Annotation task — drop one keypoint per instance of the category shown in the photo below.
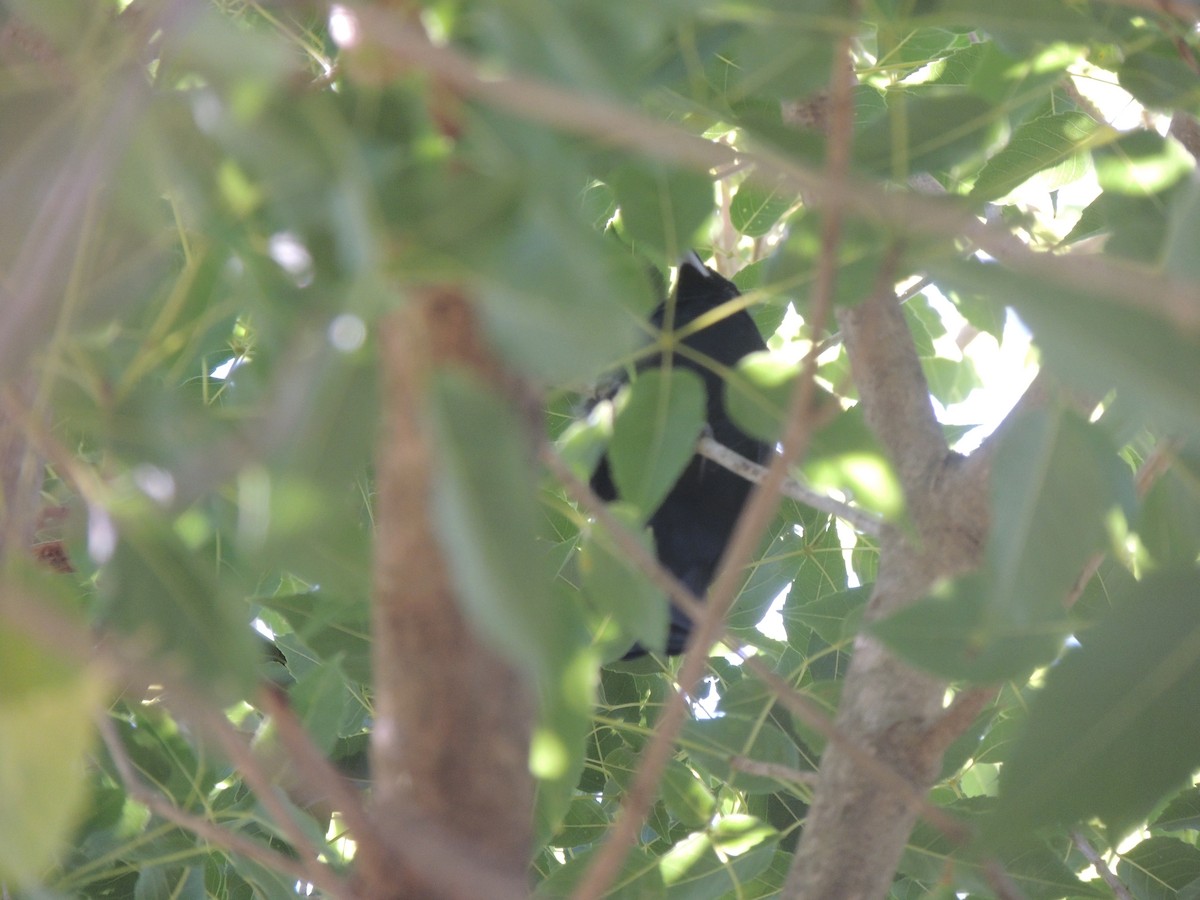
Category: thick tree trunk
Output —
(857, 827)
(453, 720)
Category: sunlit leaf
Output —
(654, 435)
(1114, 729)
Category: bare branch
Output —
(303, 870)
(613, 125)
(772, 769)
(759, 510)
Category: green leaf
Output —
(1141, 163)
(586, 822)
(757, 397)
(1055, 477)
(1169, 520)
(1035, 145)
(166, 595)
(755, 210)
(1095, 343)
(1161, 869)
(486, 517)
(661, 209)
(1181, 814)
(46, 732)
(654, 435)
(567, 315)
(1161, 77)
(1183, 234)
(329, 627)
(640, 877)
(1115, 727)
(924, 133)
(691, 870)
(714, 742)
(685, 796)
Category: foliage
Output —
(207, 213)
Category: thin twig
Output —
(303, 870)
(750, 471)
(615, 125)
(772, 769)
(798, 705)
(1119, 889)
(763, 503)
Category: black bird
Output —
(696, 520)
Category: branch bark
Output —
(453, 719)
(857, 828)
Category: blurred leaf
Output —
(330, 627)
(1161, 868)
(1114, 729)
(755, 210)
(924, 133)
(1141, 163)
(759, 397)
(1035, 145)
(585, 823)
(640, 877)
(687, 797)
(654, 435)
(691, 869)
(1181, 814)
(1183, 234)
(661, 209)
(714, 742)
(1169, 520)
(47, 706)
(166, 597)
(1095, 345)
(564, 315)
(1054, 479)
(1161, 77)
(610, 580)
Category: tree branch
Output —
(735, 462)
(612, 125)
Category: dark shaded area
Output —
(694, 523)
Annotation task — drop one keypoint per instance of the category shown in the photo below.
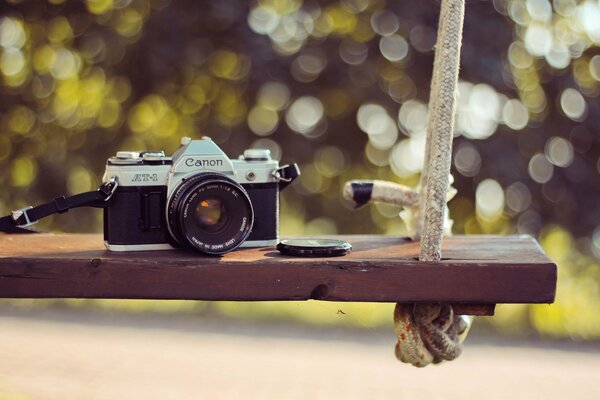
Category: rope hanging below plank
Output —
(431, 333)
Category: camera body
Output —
——
## WHAT THE TASK REQUIRES
Your response must restate every record above exactly, with each picture omitted.

## TASK RESULT
Annotation task — drop one keypoint per instance of the category shown in the photo below.
Category: thick tree trunk
Output —
(857, 827)
(453, 720)
Category: sunlit leaf
Output —
(654, 435)
(1114, 729)
Category: bare branch
Output —
(303, 870)
(613, 125)
(772, 769)
(759, 510)
Category: green leaf
Output —
(1141, 163)
(586, 822)
(757, 397)
(1055, 477)
(1169, 520)
(1035, 145)
(166, 595)
(755, 210)
(1095, 343)
(1161, 869)
(486, 517)
(661, 209)
(1181, 814)
(46, 732)
(654, 435)
(567, 315)
(1161, 77)
(1183, 234)
(329, 627)
(640, 877)
(1115, 727)
(924, 133)
(691, 870)
(714, 742)
(685, 796)
Category: foliage
Output —
(207, 213)
Category: thin twig
Output —
(303, 870)
(750, 471)
(615, 125)
(772, 769)
(798, 705)
(1119, 889)
(763, 503)
Category: black bird
Output —
(696, 520)
Category: branch bark
Output —
(453, 719)
(857, 828)
Category: blurred leaf
Output —
(330, 627)
(1161, 868)
(1114, 729)
(755, 210)
(924, 133)
(1141, 163)
(759, 397)
(1035, 145)
(585, 823)
(640, 877)
(687, 797)
(654, 435)
(691, 869)
(1181, 814)
(1183, 234)
(661, 209)
(714, 742)
(1169, 520)
(47, 706)
(166, 597)
(1095, 345)
(564, 315)
(1054, 479)
(1161, 77)
(610, 580)
Category: tree branch
Output —
(735, 462)
(612, 125)
Category: dark shaded area
Output —
(694, 523)
Annotation task — drop one keypoint per instance of the category shown in the photo below.
Category: rope hanging below plank
Output —
(431, 333)
Category: camera body
Output —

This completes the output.